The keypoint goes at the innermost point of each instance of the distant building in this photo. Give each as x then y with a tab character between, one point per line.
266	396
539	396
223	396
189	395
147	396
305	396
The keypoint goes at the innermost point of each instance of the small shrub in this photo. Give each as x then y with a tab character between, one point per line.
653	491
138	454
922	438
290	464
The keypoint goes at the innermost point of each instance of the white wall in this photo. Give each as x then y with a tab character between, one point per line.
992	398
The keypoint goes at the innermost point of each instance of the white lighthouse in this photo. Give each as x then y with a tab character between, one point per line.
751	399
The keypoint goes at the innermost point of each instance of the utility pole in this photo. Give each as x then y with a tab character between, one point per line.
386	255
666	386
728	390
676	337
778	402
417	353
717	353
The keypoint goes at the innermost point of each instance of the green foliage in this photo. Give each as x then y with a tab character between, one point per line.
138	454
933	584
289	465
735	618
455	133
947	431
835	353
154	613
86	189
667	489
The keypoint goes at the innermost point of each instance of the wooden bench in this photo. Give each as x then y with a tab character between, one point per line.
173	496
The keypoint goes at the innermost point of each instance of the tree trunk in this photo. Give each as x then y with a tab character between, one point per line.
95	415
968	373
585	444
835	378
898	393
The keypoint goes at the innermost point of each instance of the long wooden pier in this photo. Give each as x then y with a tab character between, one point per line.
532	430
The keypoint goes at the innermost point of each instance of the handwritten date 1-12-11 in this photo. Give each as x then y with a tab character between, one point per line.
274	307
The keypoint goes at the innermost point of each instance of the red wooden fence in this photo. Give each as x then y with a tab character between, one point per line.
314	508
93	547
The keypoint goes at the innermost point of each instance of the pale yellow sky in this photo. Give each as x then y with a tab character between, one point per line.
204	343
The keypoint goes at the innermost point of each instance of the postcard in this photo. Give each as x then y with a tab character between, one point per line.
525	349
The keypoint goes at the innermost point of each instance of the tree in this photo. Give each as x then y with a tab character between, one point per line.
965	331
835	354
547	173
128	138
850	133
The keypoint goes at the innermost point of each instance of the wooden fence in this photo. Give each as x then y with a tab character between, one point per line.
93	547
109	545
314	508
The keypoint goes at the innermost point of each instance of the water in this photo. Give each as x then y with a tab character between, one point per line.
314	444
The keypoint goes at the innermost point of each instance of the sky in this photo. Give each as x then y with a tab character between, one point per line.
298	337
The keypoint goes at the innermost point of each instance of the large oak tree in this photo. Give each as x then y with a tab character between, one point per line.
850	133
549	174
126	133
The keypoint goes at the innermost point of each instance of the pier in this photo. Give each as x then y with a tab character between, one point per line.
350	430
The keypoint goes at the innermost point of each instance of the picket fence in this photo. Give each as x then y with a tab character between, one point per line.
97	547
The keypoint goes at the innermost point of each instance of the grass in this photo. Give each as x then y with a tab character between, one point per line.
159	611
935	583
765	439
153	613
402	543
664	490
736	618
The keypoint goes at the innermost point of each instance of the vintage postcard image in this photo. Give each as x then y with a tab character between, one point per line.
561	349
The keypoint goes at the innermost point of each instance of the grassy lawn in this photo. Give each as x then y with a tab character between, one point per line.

= = = =

**WHAT IS REQUIRED**.
Copy out the whole listing exactly; please set it all down.

**THE ANSWER**.
The keypoint goes at the innermost point of each instance of the distant building in this photo. Give each as x then y with a tab character between, one point per line.
266	396
539	396
223	396
189	395
147	396
305	396
The keypoint goes at the innermost point of each instance of the small shrub in this photo. Give each as x then y with a tab character between, one point per line.
653	491
138	454
922	438
290	464
The keypoint goes at the innermost point of each instance of the white wall in this photo. Give each as x then y with a tab character between, one point per line.
992	398
The keypoint goes at the innermost point of each instance of the white lighthouse in this photo. Give each as x then y with a tab character between, one point per line.
751	399
The keypoint goes at the innermost point of each instance of the utility pole in this photo. Give each as x then y with a tab character between, one point per line.
386	255
666	386
728	390
676	337
778	402
417	353
717	353
The keypoint goes at the innermost point of each instance of the green foliage in this photo. Give each as x then y with a tab character between, one point per line.
138	454
933	584
289	465
735	618
455	133
947	431
835	353
154	613
86	189
667	489
The keypoint goes at the innermost point of each instance of the wooden bench in this photo. Give each as x then y with a tab character between, one point per line.
173	496
The keypoint goes at the innermost point of each instance of the tree trunk in this photo. Give each as x then y with a tab character between, one point per line.
95	415
968	373
585	444
835	378
898	393
The keypoint goes at the innermost point of each instance of the long wooden pier in this photo. Give each as x then y with a tab character between, one point per line.
532	430
The keypoint goes at the innermost point of each instance of the handwritten date 1-12-11 in this photo. Give each as x then y with a tab character between, one point per line.
274	307
The keypoint goes at the innermost point of each instance of the red wooden fence in this photo. Give each as x then y with a tab character between, one point per line.
314	508
93	547
The keypoint goes at the innermost point of each instance of the pale yellow sky in this photo. Give each as x then y with a tab character between, one point per line.
204	343
The keypoint goes at the innermost point of each instance of the postcard in this photo. Give each as x then y with a tab character between, one point per line.
525	349
The keypoint goes at the innermost point of each instance of the tree in this photo. Give each as x then y with a tab character between, one point per line.
965	331
835	354
547	173
128	138
850	133
The keypoint goes at the innermost point of each instance of the wooden fence in this photo. Give each as x then y with a tab character between, one point per line.
93	547
109	545
314	508
The keypoint goes at the innermost point of each instance of the water in this photo. Give each as x then y with a tab character between, one point per line.
314	444
The keypoint goes at the innermost point of each instance of the sky in this photo. Give each as x then y with a tab character between, one point per line.
298	337
The keypoint goes at the innermost point of each instance of the large oak tree in this photo. Give each as x then y with a tab character between, one point per line.
850	133
549	174
126	133
The keypoint goes at the innermost point of each instance of the pier in this photo. Give each as x then y with a tab character between, one point per line.
350	430
The keypoint goes at the innermost point of each instance of the picket fence in this photo. Give each as x then y with a tab character between, one point per line.
97	547
The keypoint goes at the innermost point of each instance of the grass in this photo. Give each as x then y with a tab character between, one point per line.
159	611
935	583
765	439
153	613
402	543
664	490
736	618
The keypoint goes at the innermost point of each instance of the vintage postcard image in this photo. Give each as x then y with a tab character between, one point per line.
561	349
The keypoint goes at the innermost point of each instance of the grassy lawn in this photo. Give each as x then y with a tab character between, one point per line.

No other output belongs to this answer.